● Data provided
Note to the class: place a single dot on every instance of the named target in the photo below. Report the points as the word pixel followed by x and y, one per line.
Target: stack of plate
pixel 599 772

* * *

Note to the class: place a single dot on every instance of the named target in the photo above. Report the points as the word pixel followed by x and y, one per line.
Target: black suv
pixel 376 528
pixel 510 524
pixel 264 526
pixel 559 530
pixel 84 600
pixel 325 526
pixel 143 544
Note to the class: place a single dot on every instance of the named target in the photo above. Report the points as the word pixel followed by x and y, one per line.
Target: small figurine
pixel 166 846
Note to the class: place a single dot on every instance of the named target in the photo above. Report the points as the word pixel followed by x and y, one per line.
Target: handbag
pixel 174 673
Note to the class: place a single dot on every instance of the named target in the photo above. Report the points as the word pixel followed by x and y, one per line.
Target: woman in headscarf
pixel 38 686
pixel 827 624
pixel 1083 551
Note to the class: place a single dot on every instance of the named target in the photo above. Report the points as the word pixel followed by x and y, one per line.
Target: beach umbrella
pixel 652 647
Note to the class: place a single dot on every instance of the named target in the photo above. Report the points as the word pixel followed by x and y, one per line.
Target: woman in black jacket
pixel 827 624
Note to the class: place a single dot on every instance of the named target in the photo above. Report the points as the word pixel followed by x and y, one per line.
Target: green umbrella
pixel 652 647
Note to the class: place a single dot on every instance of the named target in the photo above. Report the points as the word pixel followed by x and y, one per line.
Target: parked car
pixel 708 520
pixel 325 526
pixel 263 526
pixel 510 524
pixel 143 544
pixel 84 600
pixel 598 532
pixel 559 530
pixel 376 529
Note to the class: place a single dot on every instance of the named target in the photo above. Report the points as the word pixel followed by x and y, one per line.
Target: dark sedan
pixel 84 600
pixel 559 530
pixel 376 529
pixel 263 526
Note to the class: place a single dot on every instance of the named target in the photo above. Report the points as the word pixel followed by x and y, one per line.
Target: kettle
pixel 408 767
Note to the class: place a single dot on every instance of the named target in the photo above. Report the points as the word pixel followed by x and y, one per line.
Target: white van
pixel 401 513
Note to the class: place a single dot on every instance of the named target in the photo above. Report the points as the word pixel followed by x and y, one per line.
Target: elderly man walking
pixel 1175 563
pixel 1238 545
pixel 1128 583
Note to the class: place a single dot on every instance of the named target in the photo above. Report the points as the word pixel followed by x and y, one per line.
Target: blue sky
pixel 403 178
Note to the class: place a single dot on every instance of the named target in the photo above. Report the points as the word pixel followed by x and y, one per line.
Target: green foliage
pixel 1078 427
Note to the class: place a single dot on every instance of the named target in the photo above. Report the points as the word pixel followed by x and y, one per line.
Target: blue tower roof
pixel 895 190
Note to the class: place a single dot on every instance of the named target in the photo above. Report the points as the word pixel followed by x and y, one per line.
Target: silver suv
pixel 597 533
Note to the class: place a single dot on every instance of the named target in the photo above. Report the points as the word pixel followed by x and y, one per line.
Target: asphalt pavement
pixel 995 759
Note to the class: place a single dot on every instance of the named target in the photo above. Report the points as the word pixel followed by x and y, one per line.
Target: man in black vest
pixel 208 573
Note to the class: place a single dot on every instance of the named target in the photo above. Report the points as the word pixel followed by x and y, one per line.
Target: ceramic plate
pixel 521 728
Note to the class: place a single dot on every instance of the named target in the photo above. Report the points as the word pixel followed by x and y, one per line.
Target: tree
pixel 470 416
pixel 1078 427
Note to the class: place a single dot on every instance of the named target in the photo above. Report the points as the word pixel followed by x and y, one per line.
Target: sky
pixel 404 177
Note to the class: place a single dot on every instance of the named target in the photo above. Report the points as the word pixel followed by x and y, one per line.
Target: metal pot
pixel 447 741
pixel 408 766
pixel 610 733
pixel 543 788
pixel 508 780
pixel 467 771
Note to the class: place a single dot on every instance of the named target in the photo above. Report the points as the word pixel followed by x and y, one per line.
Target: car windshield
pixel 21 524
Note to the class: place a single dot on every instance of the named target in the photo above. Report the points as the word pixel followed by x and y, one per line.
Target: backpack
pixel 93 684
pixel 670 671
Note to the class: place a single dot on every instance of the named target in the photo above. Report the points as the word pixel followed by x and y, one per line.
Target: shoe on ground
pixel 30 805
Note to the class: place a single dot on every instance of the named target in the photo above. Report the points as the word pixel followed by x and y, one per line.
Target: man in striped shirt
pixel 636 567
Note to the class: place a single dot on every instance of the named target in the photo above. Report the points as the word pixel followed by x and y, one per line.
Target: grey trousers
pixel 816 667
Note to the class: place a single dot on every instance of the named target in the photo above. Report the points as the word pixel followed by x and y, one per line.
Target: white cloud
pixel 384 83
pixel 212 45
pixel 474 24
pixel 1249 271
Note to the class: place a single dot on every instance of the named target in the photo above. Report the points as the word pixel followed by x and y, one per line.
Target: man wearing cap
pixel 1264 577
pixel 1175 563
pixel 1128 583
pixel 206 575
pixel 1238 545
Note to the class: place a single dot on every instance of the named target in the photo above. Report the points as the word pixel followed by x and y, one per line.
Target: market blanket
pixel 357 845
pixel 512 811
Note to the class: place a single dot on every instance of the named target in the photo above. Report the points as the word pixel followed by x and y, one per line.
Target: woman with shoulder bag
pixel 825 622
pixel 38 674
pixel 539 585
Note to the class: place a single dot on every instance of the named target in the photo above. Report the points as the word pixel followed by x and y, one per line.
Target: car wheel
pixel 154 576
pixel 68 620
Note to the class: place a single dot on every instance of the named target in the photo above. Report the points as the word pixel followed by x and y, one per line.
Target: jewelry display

---

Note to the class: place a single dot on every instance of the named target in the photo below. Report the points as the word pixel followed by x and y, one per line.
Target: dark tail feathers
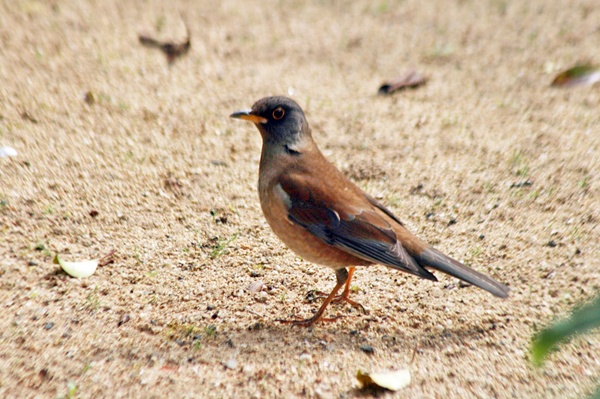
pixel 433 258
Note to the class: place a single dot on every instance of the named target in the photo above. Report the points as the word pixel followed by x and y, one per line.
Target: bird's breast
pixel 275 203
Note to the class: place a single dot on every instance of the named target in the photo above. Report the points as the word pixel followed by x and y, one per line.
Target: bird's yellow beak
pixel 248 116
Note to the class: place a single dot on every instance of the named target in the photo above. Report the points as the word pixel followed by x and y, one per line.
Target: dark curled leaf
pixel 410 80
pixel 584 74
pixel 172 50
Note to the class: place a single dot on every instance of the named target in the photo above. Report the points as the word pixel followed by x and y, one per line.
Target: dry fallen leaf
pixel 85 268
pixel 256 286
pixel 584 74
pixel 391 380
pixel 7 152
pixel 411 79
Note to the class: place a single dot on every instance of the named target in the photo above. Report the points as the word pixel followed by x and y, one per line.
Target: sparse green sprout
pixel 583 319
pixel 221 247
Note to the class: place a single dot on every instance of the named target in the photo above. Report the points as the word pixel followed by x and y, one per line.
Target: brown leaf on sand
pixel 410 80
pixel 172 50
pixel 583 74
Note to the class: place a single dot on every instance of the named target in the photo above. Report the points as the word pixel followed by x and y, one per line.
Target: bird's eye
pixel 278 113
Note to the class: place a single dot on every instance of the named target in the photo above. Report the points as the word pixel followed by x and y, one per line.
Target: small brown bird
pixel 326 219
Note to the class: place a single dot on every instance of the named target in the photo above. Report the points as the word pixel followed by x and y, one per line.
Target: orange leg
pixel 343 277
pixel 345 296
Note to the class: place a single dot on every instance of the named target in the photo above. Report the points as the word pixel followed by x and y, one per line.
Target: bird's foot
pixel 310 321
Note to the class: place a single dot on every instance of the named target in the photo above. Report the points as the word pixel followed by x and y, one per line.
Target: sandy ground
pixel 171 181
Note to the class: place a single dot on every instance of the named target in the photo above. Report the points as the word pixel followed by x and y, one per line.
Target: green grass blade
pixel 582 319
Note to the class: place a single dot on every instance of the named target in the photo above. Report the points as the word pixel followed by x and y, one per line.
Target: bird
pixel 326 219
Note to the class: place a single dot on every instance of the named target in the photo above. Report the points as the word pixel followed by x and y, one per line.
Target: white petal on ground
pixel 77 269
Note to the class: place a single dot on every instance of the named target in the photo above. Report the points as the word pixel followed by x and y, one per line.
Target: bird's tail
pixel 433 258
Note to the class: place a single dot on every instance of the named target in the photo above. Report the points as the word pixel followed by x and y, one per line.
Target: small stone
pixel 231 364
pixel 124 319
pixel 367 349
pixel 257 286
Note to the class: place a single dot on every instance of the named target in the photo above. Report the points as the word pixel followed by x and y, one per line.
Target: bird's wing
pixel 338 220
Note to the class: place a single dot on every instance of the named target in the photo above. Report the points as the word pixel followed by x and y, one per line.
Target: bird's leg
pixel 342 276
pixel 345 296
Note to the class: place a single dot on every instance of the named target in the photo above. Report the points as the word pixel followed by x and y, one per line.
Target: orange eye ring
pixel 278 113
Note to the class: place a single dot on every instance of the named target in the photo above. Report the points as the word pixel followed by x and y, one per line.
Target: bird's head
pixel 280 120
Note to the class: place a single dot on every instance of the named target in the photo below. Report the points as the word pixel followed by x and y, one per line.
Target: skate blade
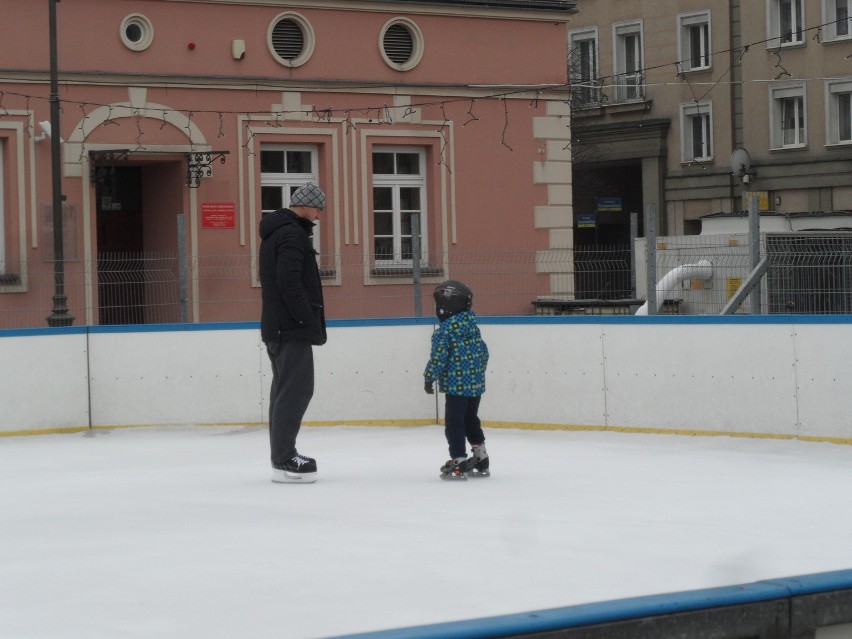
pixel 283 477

● To do
Give back exactly the lines above, from the line containing "Target: market blanket" through the line containing "Target: jewelry display", with both end lines and nothing more.

● Response area
Target: market blanket
pixel 357 845
pixel 512 811
Note to the class: place a single dot on every instance of the named target in the photo above. Report the points as the word pixel followed by x and y, one per line.
Target: woman with shoulder bag
pixel 825 622
pixel 38 674
pixel 539 585
Note to the class: place a single dot on every instance of the named target in the photo above. Report the points as the word pixel followed by x and y, one per line.
Target: car wheel
pixel 154 576
pixel 68 620
Note to the class: place a single dot on every instance of the named target in the photo above. Report the points as the word pixel followed by x and y, one per line.
Target: jewelry display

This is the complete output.